* **Do this**
Reproduce verbatim the stretch of lines below from the line containing "target | brown wooden door" through the line containing "<point>33,47</point>", including both of those lines.

────────────────

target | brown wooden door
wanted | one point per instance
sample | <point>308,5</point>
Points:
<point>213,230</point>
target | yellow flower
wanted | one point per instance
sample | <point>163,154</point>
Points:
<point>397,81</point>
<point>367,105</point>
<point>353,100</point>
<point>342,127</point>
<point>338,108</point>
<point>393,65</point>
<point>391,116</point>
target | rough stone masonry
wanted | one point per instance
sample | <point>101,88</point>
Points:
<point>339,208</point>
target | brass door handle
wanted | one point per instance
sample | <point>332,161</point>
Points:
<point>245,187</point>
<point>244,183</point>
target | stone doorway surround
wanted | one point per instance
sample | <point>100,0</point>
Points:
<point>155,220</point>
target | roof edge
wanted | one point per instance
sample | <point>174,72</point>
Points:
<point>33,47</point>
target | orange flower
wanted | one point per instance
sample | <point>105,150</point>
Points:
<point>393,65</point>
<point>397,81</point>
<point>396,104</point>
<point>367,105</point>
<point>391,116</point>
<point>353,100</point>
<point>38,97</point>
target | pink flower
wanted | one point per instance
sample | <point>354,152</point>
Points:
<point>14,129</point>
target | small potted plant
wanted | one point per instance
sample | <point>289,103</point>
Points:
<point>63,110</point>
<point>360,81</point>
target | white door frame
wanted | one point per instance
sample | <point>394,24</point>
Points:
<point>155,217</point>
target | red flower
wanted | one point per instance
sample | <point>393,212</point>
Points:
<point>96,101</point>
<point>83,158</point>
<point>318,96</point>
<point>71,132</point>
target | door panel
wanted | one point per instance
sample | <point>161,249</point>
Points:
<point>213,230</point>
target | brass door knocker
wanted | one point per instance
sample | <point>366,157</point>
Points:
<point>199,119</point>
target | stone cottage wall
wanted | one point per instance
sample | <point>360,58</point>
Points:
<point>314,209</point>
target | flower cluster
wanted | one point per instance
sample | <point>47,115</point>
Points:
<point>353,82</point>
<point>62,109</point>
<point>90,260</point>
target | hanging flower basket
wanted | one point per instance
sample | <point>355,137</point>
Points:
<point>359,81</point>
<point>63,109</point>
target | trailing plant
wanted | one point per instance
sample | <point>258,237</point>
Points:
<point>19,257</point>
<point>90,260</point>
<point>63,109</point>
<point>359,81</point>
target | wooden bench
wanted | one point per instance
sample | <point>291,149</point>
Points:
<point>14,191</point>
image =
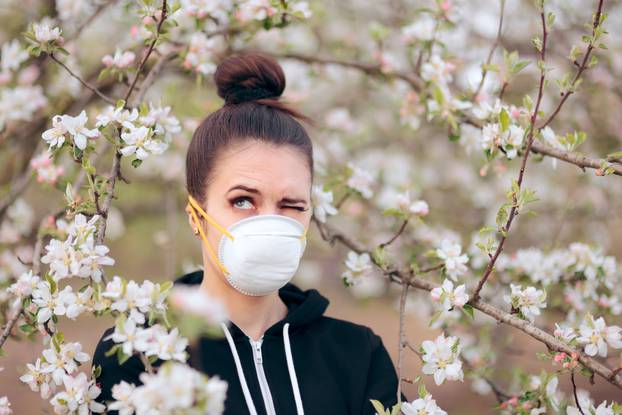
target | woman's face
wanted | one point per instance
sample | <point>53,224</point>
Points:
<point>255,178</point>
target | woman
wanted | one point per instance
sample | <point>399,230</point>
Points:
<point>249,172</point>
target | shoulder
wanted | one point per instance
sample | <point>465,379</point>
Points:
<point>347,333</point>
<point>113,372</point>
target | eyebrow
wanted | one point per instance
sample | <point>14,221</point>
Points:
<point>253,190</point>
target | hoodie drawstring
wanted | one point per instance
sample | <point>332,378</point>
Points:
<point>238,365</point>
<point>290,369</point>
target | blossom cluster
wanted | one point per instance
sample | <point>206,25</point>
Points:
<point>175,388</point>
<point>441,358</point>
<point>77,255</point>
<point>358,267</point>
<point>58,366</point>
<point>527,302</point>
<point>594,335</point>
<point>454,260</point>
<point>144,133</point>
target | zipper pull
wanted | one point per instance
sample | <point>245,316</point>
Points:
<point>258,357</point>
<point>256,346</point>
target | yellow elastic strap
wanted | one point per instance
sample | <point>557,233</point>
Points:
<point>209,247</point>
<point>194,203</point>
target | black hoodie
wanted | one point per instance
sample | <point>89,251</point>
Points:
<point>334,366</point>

────────────────

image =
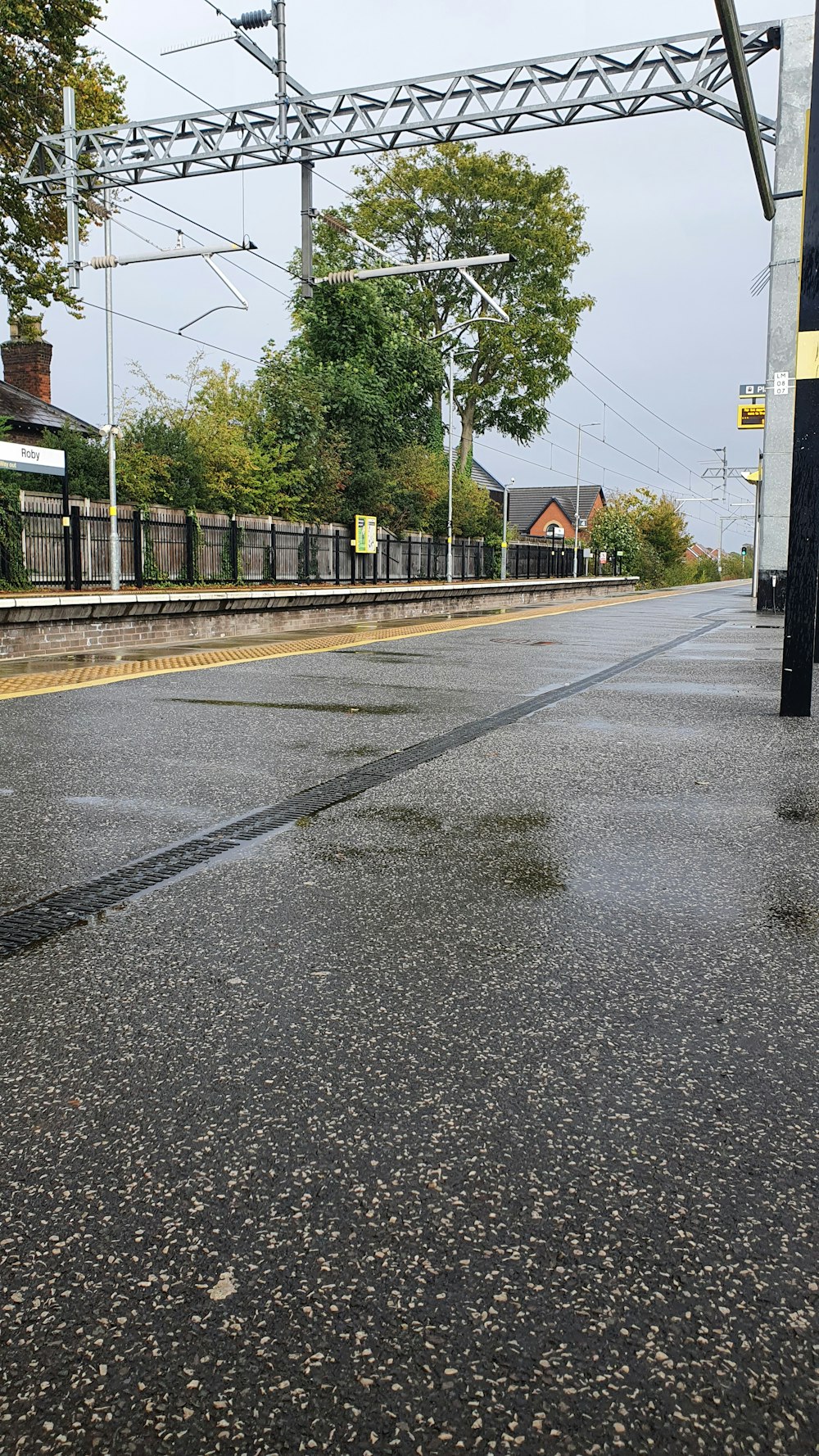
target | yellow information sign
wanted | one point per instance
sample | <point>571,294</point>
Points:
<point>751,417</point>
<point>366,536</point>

────────────────

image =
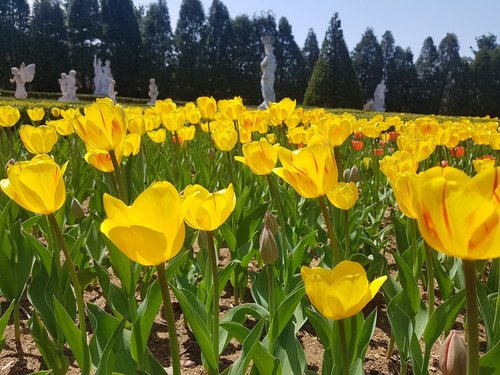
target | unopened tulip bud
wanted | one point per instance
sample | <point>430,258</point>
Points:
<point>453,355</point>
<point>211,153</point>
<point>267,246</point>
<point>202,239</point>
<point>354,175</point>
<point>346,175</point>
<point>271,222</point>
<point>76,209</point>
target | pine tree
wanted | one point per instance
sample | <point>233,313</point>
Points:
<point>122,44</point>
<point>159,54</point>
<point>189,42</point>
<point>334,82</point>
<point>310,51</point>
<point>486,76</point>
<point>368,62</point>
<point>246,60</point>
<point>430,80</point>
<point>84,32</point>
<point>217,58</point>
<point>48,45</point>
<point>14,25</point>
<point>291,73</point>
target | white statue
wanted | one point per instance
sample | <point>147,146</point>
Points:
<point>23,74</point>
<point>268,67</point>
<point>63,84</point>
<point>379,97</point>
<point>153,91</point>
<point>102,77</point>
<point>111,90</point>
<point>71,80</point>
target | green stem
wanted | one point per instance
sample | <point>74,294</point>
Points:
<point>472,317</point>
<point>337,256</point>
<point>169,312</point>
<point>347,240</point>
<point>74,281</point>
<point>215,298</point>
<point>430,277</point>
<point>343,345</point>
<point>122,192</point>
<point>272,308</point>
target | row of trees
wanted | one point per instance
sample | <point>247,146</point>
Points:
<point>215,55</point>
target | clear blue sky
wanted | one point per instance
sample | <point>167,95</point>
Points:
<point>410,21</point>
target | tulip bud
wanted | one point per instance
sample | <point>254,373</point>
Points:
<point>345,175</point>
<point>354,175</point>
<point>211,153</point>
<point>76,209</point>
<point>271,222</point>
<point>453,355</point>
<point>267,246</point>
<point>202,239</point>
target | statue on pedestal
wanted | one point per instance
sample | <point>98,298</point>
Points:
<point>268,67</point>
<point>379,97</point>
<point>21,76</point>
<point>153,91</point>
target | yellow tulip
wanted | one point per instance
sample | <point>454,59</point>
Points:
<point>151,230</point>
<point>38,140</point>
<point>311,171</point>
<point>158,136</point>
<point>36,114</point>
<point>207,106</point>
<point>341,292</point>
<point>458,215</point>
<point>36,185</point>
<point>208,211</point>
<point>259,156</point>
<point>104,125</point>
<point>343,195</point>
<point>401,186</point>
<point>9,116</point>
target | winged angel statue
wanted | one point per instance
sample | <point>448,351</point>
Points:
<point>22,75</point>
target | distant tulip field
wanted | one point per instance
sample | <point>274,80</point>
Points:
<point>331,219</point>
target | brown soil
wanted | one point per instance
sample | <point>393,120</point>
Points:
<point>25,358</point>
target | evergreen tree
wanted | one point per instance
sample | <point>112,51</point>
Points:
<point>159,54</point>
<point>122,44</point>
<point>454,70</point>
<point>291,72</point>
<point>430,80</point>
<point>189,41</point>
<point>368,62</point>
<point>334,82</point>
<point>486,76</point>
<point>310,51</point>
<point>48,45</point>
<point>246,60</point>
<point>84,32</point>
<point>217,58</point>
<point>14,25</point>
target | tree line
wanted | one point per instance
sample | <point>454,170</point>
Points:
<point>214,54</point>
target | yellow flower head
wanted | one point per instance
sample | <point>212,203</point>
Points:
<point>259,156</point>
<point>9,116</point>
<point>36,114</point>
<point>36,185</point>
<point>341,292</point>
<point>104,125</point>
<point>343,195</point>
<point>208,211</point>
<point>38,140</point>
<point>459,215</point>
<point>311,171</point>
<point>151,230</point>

────────────────

* **Complete answer**
target | brown wooden door
wanted | one point per instance
sample | <point>308,5</point>
Points:
<point>213,230</point>
target | yellow flower
wanted | one point per instance
sample | <point>163,154</point>
Points:
<point>397,81</point>
<point>367,105</point>
<point>353,100</point>
<point>342,127</point>
<point>338,108</point>
<point>393,65</point>
<point>391,116</point>
target | rough stone masonry
wanted | one point per instance
sample | <point>101,88</point>
Points:
<point>339,208</point>
target | brass door handle
wanted | one point per instance
sample | <point>332,161</point>
Points:
<point>245,187</point>
<point>244,183</point>
target | stone doorway surround
wanted | one point per instance
sample | <point>100,0</point>
Points:
<point>155,220</point>
target | roof edge
wanted | one point per instance
sample | <point>174,72</point>
Points:
<point>33,47</point>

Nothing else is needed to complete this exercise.